• _WORK ITEM_
Please rename "positive clicks" to "inclusion clicks" everywhere in the material below and leave every other character unchanged.
═══
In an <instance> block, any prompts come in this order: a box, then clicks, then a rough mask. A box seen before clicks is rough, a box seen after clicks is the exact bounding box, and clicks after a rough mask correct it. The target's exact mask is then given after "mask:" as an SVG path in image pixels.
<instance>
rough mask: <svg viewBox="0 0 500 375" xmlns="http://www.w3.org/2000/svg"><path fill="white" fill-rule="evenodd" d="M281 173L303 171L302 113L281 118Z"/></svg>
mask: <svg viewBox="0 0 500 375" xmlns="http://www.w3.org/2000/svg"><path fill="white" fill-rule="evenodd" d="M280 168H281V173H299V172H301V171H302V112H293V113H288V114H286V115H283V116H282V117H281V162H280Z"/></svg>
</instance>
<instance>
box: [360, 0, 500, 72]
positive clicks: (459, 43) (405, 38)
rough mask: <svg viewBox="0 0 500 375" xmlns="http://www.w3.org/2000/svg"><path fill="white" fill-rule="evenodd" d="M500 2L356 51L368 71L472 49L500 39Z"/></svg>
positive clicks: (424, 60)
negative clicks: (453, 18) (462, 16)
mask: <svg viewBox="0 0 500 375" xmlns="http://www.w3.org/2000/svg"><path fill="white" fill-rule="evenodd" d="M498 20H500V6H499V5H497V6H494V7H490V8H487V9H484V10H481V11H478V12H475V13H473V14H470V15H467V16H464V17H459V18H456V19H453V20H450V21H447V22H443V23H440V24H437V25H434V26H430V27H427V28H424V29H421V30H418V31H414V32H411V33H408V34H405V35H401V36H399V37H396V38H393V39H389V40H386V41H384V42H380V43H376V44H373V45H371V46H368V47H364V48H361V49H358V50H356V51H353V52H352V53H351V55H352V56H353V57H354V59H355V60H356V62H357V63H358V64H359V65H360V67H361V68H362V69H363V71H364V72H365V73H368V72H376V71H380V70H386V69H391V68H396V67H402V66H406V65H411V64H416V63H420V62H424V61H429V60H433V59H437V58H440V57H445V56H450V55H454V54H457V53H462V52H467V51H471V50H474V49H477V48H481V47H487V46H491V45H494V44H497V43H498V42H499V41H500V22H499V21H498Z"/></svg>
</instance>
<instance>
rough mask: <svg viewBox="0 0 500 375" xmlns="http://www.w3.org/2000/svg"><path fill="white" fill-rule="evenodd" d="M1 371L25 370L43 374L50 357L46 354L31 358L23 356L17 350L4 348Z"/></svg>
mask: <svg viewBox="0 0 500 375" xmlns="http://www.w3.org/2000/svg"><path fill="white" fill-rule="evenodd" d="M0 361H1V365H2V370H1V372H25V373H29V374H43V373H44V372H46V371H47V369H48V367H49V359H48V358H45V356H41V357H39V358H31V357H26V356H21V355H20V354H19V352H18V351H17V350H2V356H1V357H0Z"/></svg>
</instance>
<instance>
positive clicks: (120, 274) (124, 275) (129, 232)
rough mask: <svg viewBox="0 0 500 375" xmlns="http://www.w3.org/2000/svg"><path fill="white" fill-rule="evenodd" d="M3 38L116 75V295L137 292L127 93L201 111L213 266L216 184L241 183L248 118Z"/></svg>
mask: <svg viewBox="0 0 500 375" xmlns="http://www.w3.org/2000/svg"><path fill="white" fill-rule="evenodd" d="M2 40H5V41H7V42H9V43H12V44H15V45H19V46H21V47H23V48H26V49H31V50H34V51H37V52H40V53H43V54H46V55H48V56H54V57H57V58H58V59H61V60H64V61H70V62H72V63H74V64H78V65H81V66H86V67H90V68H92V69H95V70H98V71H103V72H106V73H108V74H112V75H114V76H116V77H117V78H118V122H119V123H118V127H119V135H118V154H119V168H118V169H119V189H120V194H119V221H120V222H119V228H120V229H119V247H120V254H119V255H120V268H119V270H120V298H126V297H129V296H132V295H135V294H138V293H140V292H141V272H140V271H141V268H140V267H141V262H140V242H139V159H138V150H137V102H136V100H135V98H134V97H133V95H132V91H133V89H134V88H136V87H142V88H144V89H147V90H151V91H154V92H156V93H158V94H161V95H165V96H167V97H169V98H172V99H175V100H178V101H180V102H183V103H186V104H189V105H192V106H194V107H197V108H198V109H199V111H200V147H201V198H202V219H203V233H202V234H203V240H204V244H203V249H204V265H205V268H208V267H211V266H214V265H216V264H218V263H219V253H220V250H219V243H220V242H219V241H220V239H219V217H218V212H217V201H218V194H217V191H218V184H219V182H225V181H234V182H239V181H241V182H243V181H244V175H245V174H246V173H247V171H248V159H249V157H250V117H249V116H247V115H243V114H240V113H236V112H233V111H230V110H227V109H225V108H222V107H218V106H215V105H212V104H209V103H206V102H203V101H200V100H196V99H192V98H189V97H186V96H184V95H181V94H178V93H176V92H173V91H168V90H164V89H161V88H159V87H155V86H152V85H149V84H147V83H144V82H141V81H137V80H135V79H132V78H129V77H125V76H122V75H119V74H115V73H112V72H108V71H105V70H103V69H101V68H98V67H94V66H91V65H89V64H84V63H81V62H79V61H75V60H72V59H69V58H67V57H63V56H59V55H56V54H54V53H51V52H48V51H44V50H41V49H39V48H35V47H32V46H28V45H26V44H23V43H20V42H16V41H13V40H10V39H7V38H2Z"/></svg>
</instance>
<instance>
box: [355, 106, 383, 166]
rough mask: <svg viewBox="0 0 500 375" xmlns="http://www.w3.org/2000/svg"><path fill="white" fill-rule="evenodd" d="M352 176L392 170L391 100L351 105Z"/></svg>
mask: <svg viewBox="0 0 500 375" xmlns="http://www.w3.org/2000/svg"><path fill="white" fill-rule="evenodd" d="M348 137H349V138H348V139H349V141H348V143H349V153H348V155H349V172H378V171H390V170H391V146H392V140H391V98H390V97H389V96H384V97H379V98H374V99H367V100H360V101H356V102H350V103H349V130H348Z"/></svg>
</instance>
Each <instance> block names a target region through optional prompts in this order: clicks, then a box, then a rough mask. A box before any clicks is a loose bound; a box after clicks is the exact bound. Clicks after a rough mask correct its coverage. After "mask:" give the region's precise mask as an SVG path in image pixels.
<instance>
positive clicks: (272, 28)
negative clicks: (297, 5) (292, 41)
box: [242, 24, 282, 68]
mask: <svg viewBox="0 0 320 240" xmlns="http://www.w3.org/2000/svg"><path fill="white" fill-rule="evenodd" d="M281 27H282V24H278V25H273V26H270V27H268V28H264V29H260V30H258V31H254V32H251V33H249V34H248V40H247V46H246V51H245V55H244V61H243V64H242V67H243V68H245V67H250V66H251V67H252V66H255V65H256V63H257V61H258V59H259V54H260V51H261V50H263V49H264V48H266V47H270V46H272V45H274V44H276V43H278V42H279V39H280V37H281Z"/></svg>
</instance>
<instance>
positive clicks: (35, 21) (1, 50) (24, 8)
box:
═══
• _EXERCISE ANSWER_
In an <instance> block, any prompts come in this order: a box, then clicks, then a rough mask. A box seen before clicks is rough, a box seen after clicks is the exact bounding box, and clicks after a rough mask correct it. The target's exact mask is then given after "mask:" as an SVG path in image pixels.
<instance>
rough mask: <svg viewBox="0 0 500 375" xmlns="http://www.w3.org/2000/svg"><path fill="white" fill-rule="evenodd" d="M281 173L303 171L302 113L281 118Z"/></svg>
mask: <svg viewBox="0 0 500 375" xmlns="http://www.w3.org/2000/svg"><path fill="white" fill-rule="evenodd" d="M280 168H281V173H299V172H301V171H302V112H293V113H288V114H286V115H283V116H282V117H281V162H280Z"/></svg>
</instance>
<instance>
box: [360, 0, 500, 72]
inclusion clicks: (459, 43) (405, 38)
rough mask: <svg viewBox="0 0 500 375" xmlns="http://www.w3.org/2000/svg"><path fill="white" fill-rule="evenodd" d="M500 2L356 51L368 71L472 49L500 39Z"/></svg>
inclusion clicks: (424, 60)
negative clicks: (453, 18) (462, 16)
mask: <svg viewBox="0 0 500 375" xmlns="http://www.w3.org/2000/svg"><path fill="white" fill-rule="evenodd" d="M498 20H500V6H499V5H497V6H494V7H490V8H487V9H484V10H481V11H478V12H475V13H473V14H470V15H467V16H464V17H459V18H456V19H453V20H450V21H447V22H443V23H440V24H437V25H434V26H430V27H427V28H424V29H421V30H418V31H414V32H411V33H408V34H405V35H401V36H399V37H396V38H393V39H389V40H386V41H384V42H380V43H376V44H373V45H371V46H368V47H364V48H361V49H358V50H356V51H353V52H352V53H351V55H352V56H353V57H354V59H355V60H356V62H357V63H358V64H359V65H360V67H361V68H362V69H363V71H364V72H365V73H368V72H376V71H380V70H386V69H391V68H396V67H402V66H406V65H411V64H416V63H420V62H424V61H429V60H433V59H437V58H440V57H445V56H450V55H454V54H457V53H462V52H467V51H471V50H474V49H477V48H481V47H487V46H491V45H494V44H497V43H498V42H499V41H500V22H499V21H498Z"/></svg>
</instance>
<instance>
rough mask: <svg viewBox="0 0 500 375" xmlns="http://www.w3.org/2000/svg"><path fill="white" fill-rule="evenodd" d="M1 371L25 370L43 374L50 357L46 354L31 358L23 356L17 350L4 348Z"/></svg>
mask: <svg viewBox="0 0 500 375" xmlns="http://www.w3.org/2000/svg"><path fill="white" fill-rule="evenodd" d="M0 361H1V365H2V370H1V372H25V373H29V374H43V373H44V372H46V371H47V369H48V367H49V359H48V358H45V356H41V357H39V358H31V357H26V356H21V355H20V354H19V352H18V351H17V350H2V356H1V357H0Z"/></svg>
</instance>
<instance>
inclusion clicks: (120, 274) (124, 275) (129, 232)
rough mask: <svg viewBox="0 0 500 375" xmlns="http://www.w3.org/2000/svg"><path fill="white" fill-rule="evenodd" d="M3 38L116 75V295L137 292L127 93L201 111L213 266L216 184L241 183L248 118Z"/></svg>
mask: <svg viewBox="0 0 500 375" xmlns="http://www.w3.org/2000/svg"><path fill="white" fill-rule="evenodd" d="M2 40H5V41H7V42H9V43H12V44H15V45H19V46H21V47H23V48H26V49H31V50H34V51H37V52H40V53H43V54H46V55H48V56H54V57H57V58H58V59H61V60H64V61H70V62H72V63H74V64H78V65H81V66H86V67H90V68H92V69H95V70H98V71H103V72H106V73H108V74H112V75H114V76H116V77H117V78H118V122H119V123H118V127H119V135H118V154H119V168H118V169H119V189H120V194H119V221H120V222H119V228H120V229H119V247H120V254H119V255H120V268H119V270H120V298H126V297H129V296H132V295H135V294H138V293H140V292H141V272H140V271H141V268H140V267H141V262H140V242H139V159H138V150H137V102H136V100H135V98H134V97H133V95H132V91H133V89H134V88H136V87H142V88H144V89H147V90H151V91H154V92H156V93H158V94H161V95H165V96H167V97H169V98H172V99H175V100H178V101H180V102H183V103H186V104H189V105H192V106H194V107H197V108H198V109H199V111H200V147H201V198H202V219H203V233H202V234H203V240H204V244H203V249H204V265H205V268H208V267H211V266H214V265H216V264H218V263H219V253H220V250H219V243H220V242H219V241H220V239H219V217H218V212H217V201H218V194H217V191H218V184H219V182H225V181H234V182H239V181H241V182H243V181H244V175H245V174H246V173H247V171H248V159H249V157H250V117H249V116H247V115H243V114H240V113H236V112H233V111H230V110H227V109H225V108H222V107H218V106H215V105H212V104H209V103H206V102H203V101H200V100H196V99H192V98H189V97H186V96H184V95H181V94H178V93H176V92H173V91H168V90H164V89H161V88H159V87H155V86H152V85H149V84H147V83H144V82H141V81H137V80H135V79H132V78H129V77H125V76H122V75H119V74H115V73H112V72H108V71H105V70H103V69H101V68H98V67H94V66H91V65H89V64H84V63H81V62H79V61H75V60H72V59H69V58H67V57H63V56H59V55H56V54H54V53H51V52H48V51H44V50H41V49H39V48H35V47H32V46H28V45H26V44H23V43H20V42H16V41H13V40H10V39H7V38H2Z"/></svg>
</instance>
<instance>
box: [355, 106, 383, 166]
rough mask: <svg viewBox="0 0 500 375" xmlns="http://www.w3.org/2000/svg"><path fill="white" fill-rule="evenodd" d="M352 176L392 170L391 100L351 105Z"/></svg>
mask: <svg viewBox="0 0 500 375" xmlns="http://www.w3.org/2000/svg"><path fill="white" fill-rule="evenodd" d="M348 137H349V138H348V139H349V141H348V143H349V153H348V155H349V172H378V171H390V170H391V146H392V140H391V98H390V97H389V96H384V97H379V98H374V99H367V100H360V101H356V102H350V103H349V130H348Z"/></svg>
</instance>
Each <instance> block names a target region through optional prompts in this order: clicks, then a box, then a rough mask. A box before any clicks is a loose bound; a box after clicks is the exact bound. Clicks after a rough mask correct its coverage. After "mask:" give the region's precise mask as an SVG path in image pixels.
<instance>
inclusion clicks: (272, 28)
negative clicks: (297, 5) (292, 41)
box: [242, 24, 282, 68]
mask: <svg viewBox="0 0 320 240" xmlns="http://www.w3.org/2000/svg"><path fill="white" fill-rule="evenodd" d="M281 27H282V24H278V25H273V26H270V27H268V28H264V29H260V30H258V31H254V32H251V33H249V34H248V40H247V46H246V51H245V55H244V61H243V64H242V67H243V68H245V67H250V66H251V67H252V66H255V65H256V63H257V61H258V59H259V54H260V51H261V50H263V49H264V48H266V47H270V46H272V45H274V44H276V43H278V42H279V39H280V37H281Z"/></svg>
</instance>
<instance>
inclusion clicks: (35, 21) (1, 50) (24, 8)
box:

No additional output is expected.